Could you rewrite the part of the data that opens with the line containing "of the church." and runs through the end, switching "church" to "chapel" and leaving everything else unchanged? Return only those lines.

-------- Record extracts

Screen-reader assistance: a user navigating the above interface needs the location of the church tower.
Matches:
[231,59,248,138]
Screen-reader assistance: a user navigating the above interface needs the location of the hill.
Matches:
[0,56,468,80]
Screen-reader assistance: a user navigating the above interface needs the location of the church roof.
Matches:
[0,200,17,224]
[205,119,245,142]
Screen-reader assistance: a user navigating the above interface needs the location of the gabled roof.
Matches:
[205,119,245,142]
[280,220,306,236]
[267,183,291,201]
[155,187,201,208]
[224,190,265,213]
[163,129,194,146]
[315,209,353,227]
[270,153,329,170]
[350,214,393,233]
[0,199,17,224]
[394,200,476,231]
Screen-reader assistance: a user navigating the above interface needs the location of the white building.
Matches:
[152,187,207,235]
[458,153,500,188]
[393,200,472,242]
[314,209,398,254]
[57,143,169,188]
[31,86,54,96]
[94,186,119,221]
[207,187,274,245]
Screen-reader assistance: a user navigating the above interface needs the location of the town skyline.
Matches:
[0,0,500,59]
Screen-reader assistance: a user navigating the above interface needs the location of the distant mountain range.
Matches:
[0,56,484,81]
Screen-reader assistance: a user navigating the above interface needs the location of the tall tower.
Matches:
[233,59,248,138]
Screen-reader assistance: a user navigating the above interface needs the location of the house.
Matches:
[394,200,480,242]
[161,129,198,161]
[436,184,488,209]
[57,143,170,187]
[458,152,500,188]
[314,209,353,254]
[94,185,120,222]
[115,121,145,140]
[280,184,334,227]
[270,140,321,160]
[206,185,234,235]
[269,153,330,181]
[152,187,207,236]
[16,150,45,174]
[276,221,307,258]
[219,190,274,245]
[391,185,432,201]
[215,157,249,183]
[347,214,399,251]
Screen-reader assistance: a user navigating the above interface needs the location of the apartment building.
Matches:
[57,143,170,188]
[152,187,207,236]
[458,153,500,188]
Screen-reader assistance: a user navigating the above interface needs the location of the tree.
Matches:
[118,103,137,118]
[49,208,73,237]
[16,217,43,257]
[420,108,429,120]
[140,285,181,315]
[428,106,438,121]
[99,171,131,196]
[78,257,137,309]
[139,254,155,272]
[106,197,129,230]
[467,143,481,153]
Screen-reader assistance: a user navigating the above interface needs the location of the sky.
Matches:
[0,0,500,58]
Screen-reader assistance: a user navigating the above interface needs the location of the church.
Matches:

----------------

* Exercise output:
Screen-reader assistance: a user navigating the above interface needs the location of the chapel.
Matches:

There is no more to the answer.